Segundo o relator-geral do Orçamento de 2023, senador Marcelo Castro (MDB-PI), a PEC vai tirar da regra do teto de gastos todo o orçamento do Bolsa Família, atualmente chamado de Auxílio Brasil. Isso deve somar R$ 175 bilhões .
Essa solução é uma aposta do governo Lula para continuar pagando o valor de R$ 600 mensais para famílias de baixa renda, já que o atual governo previu essa quantia só até dezembro.
O teto de gastos, criado em 2016, diz que a despesa do governo não pode crescer, de um ano para o outro, mais do que a inflação. Foi uma maneira encontrada pelo governo Michel Temer, e aprovada pelo Congresso, para conter o crescimento da dívida pública.
Excluir uma despesa da regra do teto significa ter uma permissão para gastar acima do limite imposto pela regra.
Segundo Castro, essa excepcionalização será permanente, mas o tema ainda está sendo debatido dentro da equipe de transição.
Para os economistas, há três pontos principais de preocupação:
Veja a explicação de cada um dos pontos abaixo, ou clique no menu acima.
A PEC deve retirar do teto uma ação orçamentária – no caso, o Bolsa Família, atualmente Auxílio Brasil –, e não um valor específico.
-------------------------
◆ INSTRUÇÃO ◆
Responda com base no texto sobre a PEC e o teto de gastos:
(a) Quanto deve somar o orçamento do Bolsa Família retirado do teto?
(b) Em que ano o teto de gastos foi criado?
(c) Qual valor mensal o governo Lula quer continuar pagando às famílias de baixa renda?

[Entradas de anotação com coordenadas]
-------------------------
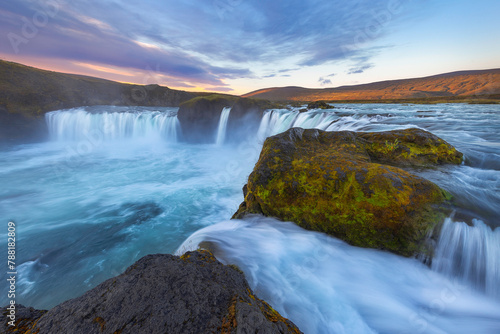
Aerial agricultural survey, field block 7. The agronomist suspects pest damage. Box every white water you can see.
[215,107,231,145]
[432,219,500,300]
[0,104,500,334]
[45,107,179,142]
[177,216,500,334]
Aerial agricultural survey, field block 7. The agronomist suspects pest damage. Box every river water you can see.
-------------------------
◆ RESULTADO ◆
(a) R$ 175 bilhões.
(b) Em 2016.
(c) R$ 600 mensais.